_Passage to read_
======

4 final decisions including:
• 2 rulings concerning the compliance of laws with the Constitution
• 2 rulings concerning the compliance of governmental resolutions with the laws
All cases - ex post facto review and abstract review. The content of the cases was the following:
• privatisation: 1
• financial questions: 2
• commercial banks: 1
All final decisions of the Constitutional Court were published in Valstybes zinios (Official Gazette).

Important decisions

Identification: LTU-96-1-001
a) Lithuania / b) Constitutional Court / ñ) / d) 24.01.1996 /e) 7/95/ f) On initial privatisation of State property / g) Valstybes zinios (Official Gazette), 9-228 of 31.01.1996 /h).

Keywords of the systematic thesaurus:
Institutions - Economic duties of the State.
Fundamental rights - General questions - Basic principles - Equality and non-discrimination.
Fundamental rights - Civil and political rights - Right to property - Privatisation.

Keywords of the alphabetical index: Company, initial privatisation / State property.

Headnotes:
The Constitution enumerates property which exclusively belongs to the Republic of Lithuania (the subsoil of the earth, as well as nationally significant internal waters, forests, parks, roads, and historical, archaeological and cultural facilities). According to the Civil Code, other possessions may also belong to the State. This property, as a rule, corresponds to the necessary exercise of State powers, including powers of attribution, or, alternatively, it is of general importance, the ownership of such property by the State being linked with the significance of the property itself.

======

_Provided data_

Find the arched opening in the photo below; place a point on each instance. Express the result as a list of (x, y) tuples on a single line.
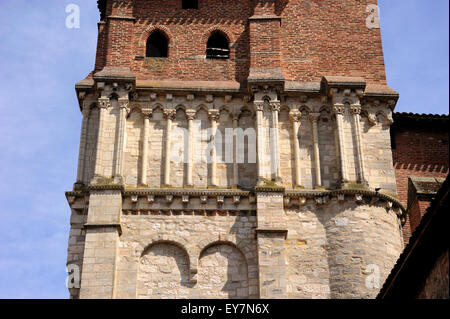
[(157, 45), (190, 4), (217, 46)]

======

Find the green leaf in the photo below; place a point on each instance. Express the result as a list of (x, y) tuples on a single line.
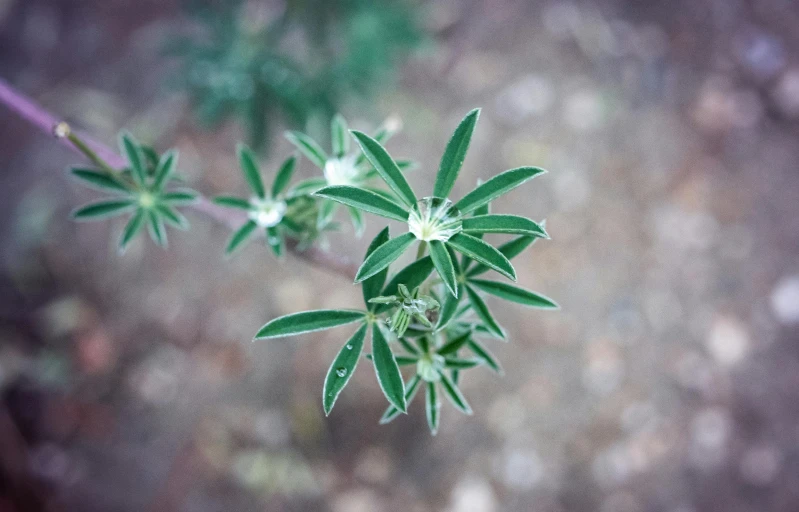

======

_Jobs_
1 > Translate this sentence from the Lithuanian court summary into Spanish: "According to the Civil Code, other possessions may also belong to the State."
2 > Copy out everything in the Lithuanian court summary from "Important decisions" down to "of 31.01.1996 /h).".

_Responses_
1 > Según el Código Civil, otros bienes también pueden pertenecer al Estado.

2 >
Important decisions

Identification: LTU-96-1-001
a) Lithuania / b) Constitutional Court / ñ) / d) 24.01.1996 /e) 7/95/ f) On initial privatisation of State property / g) Valstybes zinios (Official Gazette), 9-228 of 31.01.1996 /h).